Data supplied:

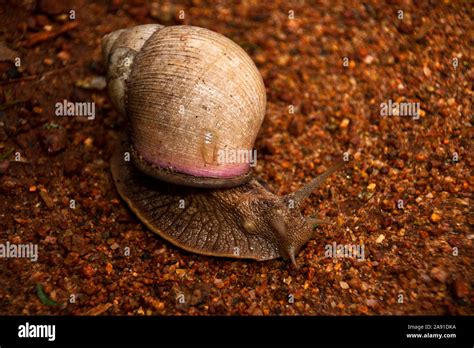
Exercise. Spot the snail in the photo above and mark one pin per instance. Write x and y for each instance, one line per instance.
(189, 94)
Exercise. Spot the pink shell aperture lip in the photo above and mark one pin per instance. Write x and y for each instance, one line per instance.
(210, 170)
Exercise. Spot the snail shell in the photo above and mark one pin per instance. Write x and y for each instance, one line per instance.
(189, 93)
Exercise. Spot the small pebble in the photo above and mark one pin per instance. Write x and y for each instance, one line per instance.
(93, 82)
(344, 123)
(439, 274)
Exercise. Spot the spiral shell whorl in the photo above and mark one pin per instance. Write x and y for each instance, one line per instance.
(119, 49)
(191, 93)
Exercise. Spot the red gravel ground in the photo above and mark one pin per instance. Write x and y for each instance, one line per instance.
(418, 257)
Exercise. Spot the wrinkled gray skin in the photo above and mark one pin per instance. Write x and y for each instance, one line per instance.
(246, 221)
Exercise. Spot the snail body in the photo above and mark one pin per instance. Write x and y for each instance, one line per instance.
(190, 93)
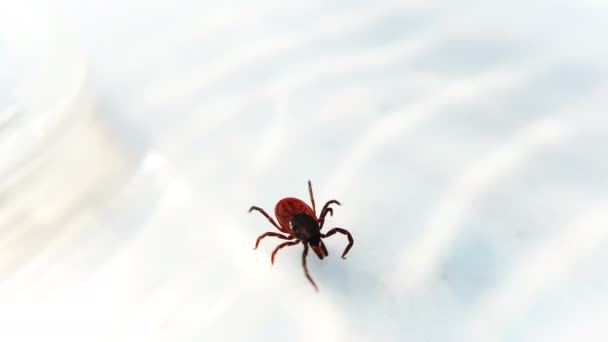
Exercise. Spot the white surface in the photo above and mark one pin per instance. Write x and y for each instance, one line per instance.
(466, 141)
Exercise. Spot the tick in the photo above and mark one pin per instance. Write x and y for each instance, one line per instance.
(300, 223)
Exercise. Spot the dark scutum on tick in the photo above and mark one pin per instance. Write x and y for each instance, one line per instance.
(300, 223)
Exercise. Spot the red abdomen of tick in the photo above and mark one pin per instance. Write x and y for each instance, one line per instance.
(287, 208)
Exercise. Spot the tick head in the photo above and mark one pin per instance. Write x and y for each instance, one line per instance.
(318, 248)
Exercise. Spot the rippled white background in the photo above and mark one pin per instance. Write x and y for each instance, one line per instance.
(466, 140)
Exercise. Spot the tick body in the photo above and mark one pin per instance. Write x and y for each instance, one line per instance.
(299, 223)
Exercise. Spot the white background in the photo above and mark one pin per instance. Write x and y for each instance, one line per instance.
(466, 141)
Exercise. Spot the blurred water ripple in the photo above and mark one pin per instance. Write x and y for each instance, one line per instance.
(464, 139)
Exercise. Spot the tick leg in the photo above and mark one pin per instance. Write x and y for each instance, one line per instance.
(265, 215)
(326, 209)
(284, 244)
(342, 231)
(312, 198)
(306, 268)
(280, 236)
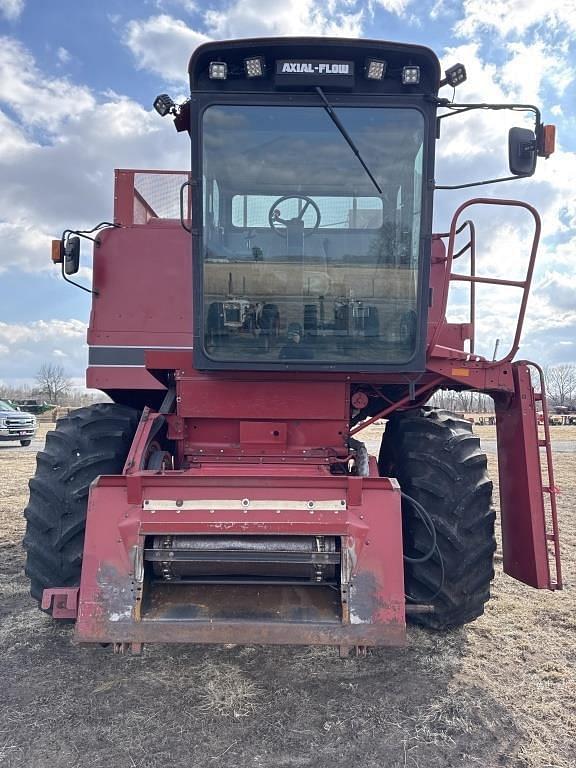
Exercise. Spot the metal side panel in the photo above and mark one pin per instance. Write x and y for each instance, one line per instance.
(524, 541)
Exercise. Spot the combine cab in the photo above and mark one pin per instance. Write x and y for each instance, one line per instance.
(249, 319)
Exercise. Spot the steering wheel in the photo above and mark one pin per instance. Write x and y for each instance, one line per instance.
(297, 223)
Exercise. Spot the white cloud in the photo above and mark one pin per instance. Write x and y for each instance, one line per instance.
(516, 16)
(532, 65)
(394, 6)
(24, 347)
(37, 99)
(66, 178)
(11, 9)
(163, 44)
(252, 18)
(63, 55)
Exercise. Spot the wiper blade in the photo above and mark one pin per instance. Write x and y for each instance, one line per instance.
(336, 120)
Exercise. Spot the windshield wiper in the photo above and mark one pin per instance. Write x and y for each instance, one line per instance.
(336, 120)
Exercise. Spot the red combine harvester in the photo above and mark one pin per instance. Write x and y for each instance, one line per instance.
(249, 319)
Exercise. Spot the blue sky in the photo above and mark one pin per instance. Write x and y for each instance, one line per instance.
(77, 80)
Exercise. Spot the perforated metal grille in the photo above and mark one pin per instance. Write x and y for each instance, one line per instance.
(157, 195)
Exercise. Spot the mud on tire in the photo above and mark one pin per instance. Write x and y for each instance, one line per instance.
(438, 461)
(89, 442)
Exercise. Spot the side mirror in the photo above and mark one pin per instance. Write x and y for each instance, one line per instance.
(72, 256)
(522, 151)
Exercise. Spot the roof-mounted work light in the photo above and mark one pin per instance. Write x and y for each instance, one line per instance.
(164, 105)
(218, 70)
(374, 69)
(410, 75)
(255, 66)
(454, 76)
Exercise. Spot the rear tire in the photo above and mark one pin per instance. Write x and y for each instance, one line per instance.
(87, 443)
(437, 461)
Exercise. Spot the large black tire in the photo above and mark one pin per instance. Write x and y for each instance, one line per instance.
(89, 442)
(437, 461)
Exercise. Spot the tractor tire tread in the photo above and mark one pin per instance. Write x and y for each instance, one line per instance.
(439, 462)
(88, 442)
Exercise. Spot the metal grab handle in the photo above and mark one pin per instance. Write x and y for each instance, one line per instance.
(182, 220)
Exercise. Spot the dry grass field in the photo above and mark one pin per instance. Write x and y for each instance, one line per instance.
(500, 692)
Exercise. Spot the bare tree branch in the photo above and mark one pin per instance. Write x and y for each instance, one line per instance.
(53, 382)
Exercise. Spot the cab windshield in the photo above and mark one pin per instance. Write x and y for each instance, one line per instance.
(303, 258)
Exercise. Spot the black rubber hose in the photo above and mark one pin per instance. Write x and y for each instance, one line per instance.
(427, 520)
(429, 523)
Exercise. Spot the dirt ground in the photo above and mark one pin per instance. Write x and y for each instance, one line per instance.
(500, 692)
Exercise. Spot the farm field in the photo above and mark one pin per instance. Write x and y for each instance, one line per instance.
(500, 692)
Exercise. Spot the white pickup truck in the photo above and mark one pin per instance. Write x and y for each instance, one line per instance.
(15, 424)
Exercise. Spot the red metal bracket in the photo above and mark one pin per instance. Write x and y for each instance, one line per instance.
(62, 600)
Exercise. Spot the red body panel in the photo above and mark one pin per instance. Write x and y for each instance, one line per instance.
(112, 607)
(276, 441)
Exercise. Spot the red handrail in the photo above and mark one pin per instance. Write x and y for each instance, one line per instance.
(473, 278)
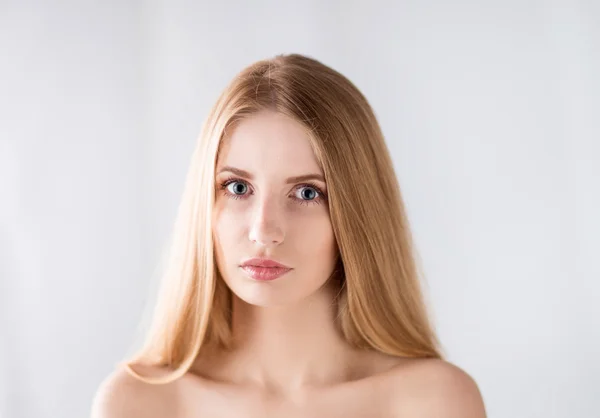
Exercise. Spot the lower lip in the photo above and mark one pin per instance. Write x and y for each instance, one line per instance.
(265, 273)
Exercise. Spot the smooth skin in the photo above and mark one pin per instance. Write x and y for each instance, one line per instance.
(289, 359)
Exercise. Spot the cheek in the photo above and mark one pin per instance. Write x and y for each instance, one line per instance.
(315, 241)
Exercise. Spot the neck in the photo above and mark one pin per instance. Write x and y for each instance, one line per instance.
(284, 349)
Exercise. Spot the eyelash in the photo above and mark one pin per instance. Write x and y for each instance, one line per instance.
(316, 201)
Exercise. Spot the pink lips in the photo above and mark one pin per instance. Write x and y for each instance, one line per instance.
(264, 269)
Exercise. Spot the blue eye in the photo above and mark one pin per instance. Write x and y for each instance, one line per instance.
(239, 188)
(308, 193)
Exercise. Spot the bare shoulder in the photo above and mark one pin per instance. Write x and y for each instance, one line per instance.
(435, 388)
(123, 395)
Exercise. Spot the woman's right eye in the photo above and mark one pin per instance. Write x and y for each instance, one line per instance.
(235, 189)
(238, 188)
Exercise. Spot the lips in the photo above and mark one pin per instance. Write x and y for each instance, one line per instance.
(264, 269)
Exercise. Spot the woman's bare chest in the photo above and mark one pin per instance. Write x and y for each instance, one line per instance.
(361, 400)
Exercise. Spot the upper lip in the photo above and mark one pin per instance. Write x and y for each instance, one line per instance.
(263, 262)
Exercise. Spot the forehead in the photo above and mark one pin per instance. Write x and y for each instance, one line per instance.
(268, 141)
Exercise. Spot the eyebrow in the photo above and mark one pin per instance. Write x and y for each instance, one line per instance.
(295, 179)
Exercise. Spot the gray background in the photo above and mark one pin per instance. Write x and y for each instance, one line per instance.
(491, 111)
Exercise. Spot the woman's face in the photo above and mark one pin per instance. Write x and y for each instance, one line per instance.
(261, 211)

Exercise goal: Copy out word for word the lines starting at the one containing "Exercise. Spot the forehead" and ending with the last line above.

Output for this task:
Exercise. Spot the forehead in the photo above and mark one pin per instance. Write x and y for each instance, one line per instance.
(268, 141)
Exercise. Spot the eyebrow in the photo above and mark one pin per instance. Write x and y for each instance, one line per instance.
(295, 179)
Exercise. Spot the gray background in the photo above and mark one pin per instance. Write x and y for each instance, one line per instance.
(491, 111)
Exercise. Spot the woman's face in the photo above and mark one pin per instance. Write x and y for each instance, one line per instance.
(261, 211)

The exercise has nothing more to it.